- **Task**
Scale everything below from the line containing "Instruction for this labeling pass: find the bush" down to the line containing "[0, 184, 1200, 800]", both included. Rewrite each of these lines, requests included, with every bounding box coordinate multiplied by 2.5 and rounded to a whole number, halves rounded up.

:: Provided records

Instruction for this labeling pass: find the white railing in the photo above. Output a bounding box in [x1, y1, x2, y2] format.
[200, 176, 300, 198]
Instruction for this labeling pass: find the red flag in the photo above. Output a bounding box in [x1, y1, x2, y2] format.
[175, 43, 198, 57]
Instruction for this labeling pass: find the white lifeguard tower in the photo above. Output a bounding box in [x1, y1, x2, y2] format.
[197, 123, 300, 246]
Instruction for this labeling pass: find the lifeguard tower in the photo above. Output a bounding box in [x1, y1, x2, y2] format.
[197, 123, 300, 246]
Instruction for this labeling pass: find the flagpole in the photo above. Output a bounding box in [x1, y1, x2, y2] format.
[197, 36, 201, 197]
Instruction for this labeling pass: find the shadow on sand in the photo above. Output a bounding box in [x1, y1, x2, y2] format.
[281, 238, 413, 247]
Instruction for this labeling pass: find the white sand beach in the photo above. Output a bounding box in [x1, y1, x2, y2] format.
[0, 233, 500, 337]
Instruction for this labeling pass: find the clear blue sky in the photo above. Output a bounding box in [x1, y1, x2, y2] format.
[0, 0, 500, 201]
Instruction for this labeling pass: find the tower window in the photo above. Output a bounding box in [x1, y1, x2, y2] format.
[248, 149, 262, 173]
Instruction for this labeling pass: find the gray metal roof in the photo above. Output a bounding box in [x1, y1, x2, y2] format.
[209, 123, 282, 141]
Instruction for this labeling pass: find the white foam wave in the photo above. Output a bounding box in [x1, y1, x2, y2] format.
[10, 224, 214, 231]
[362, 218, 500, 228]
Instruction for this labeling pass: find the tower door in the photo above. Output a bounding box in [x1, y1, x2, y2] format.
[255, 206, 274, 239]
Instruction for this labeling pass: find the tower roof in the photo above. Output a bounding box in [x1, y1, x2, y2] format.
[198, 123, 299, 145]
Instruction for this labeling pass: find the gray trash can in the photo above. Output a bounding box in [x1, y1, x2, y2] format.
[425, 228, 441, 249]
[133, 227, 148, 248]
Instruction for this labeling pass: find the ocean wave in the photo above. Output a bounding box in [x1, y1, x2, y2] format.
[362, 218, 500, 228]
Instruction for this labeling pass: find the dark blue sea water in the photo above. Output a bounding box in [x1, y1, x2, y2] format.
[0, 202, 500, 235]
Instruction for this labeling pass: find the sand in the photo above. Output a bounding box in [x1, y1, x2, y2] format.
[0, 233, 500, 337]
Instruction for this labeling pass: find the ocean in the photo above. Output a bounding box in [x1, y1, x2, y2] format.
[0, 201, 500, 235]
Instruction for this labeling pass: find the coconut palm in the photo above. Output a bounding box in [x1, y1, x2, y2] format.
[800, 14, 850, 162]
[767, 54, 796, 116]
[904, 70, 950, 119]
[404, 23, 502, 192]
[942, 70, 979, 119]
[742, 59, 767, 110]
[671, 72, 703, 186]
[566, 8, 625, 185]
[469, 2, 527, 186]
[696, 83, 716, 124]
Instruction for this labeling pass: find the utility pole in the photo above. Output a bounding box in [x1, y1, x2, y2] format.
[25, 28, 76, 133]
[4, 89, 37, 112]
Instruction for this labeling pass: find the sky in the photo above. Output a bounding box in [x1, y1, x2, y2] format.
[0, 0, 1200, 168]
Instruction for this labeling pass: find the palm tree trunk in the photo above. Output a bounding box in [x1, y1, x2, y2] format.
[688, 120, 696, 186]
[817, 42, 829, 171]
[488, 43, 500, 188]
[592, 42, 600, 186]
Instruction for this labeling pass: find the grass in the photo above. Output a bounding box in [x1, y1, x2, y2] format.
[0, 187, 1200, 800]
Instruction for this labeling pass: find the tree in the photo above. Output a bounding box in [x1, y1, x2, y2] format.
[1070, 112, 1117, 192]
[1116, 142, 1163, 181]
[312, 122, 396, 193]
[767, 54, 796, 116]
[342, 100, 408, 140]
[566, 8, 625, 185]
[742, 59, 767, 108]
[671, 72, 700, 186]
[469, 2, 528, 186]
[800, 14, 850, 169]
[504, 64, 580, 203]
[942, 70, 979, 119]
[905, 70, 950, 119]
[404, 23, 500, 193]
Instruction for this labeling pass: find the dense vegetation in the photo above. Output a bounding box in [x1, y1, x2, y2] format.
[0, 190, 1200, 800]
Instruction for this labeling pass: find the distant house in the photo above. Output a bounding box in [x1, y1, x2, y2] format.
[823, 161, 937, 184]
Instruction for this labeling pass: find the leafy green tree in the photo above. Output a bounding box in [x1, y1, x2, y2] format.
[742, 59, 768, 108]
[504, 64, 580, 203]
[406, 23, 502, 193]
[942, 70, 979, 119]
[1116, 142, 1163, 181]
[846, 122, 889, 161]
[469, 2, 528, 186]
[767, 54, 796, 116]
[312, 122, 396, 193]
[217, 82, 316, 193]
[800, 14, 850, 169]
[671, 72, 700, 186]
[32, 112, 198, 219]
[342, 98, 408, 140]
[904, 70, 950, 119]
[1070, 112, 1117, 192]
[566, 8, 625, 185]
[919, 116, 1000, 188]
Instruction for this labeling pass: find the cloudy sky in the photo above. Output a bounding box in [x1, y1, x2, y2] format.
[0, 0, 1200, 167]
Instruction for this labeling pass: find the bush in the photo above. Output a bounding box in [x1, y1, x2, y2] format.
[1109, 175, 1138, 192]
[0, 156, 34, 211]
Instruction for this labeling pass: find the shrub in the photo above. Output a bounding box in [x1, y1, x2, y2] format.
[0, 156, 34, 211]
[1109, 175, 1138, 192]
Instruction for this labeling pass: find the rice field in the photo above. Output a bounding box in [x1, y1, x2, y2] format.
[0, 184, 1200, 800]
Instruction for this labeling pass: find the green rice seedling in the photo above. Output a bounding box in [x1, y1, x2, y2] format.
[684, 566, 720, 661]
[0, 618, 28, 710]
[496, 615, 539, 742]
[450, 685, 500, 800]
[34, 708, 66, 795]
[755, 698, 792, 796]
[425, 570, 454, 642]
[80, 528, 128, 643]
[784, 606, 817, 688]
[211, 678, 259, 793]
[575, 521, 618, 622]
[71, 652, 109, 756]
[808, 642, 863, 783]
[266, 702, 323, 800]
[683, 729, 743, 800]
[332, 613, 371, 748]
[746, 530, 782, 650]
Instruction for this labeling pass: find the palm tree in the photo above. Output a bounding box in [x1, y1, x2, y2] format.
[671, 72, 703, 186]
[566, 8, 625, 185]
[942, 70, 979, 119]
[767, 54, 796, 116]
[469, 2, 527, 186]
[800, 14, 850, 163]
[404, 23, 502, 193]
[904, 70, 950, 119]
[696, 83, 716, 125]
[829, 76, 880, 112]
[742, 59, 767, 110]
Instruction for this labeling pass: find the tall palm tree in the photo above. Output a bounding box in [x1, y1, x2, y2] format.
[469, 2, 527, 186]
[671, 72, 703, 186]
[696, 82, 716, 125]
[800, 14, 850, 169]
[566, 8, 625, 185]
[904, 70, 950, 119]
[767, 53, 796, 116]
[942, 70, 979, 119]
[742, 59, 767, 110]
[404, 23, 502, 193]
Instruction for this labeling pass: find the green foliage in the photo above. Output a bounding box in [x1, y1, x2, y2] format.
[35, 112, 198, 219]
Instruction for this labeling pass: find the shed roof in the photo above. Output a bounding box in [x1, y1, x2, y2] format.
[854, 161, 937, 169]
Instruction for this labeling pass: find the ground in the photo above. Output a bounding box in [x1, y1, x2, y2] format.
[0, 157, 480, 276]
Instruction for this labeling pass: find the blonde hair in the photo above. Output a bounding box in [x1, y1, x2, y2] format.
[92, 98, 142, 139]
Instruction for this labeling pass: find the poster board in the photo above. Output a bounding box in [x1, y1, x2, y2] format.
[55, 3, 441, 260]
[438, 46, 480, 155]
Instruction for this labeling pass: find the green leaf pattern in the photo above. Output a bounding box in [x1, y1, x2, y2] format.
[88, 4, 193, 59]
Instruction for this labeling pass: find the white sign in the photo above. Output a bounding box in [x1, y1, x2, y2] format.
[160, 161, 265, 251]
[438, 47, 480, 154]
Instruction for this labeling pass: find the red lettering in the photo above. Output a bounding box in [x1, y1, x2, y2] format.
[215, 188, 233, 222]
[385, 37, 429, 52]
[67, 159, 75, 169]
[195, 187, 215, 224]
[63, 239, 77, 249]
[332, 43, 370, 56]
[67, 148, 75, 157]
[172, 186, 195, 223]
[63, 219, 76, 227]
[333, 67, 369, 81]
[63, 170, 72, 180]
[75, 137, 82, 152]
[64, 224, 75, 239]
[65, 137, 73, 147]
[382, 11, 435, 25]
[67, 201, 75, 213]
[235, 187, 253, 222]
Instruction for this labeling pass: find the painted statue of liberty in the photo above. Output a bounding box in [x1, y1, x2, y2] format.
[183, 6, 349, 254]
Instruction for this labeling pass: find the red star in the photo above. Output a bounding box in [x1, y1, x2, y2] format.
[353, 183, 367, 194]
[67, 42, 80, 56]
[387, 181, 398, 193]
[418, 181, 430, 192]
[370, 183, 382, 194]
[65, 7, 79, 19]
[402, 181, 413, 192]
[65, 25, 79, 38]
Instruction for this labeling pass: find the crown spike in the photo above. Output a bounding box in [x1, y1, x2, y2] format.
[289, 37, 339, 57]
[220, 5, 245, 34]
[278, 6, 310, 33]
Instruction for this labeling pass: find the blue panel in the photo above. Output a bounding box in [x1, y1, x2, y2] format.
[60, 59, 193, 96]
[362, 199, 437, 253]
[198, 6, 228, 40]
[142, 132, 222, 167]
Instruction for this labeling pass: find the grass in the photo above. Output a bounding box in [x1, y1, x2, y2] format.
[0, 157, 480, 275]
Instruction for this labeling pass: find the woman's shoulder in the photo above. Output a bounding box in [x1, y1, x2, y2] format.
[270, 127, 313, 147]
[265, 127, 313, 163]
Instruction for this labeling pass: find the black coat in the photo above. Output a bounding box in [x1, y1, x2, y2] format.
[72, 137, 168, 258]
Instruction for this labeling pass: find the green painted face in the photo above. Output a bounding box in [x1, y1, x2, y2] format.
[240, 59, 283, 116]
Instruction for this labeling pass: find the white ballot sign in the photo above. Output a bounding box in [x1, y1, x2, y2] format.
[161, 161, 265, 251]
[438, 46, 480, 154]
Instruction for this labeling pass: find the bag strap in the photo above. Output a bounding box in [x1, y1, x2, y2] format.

::::

- **Exercise output**
Instruction for this labeling pass: find the bush in the photo above. Output a bounding box in [x1, y1, x2, y2] format.
[2773, 438, 2845, 480]
[0, 390, 85, 528]
Instruction for this labeling pass: find the shrub in the photo above. Output a bounding box in [x1, y1, x2, y2] format.
[0, 390, 85, 528]
[2773, 438, 2845, 480]
Instruction for this labeling pass: find the rice field in the photo above. Output a bounding box in [x1, y1, x2, y2] format.
[0, 460, 3000, 2000]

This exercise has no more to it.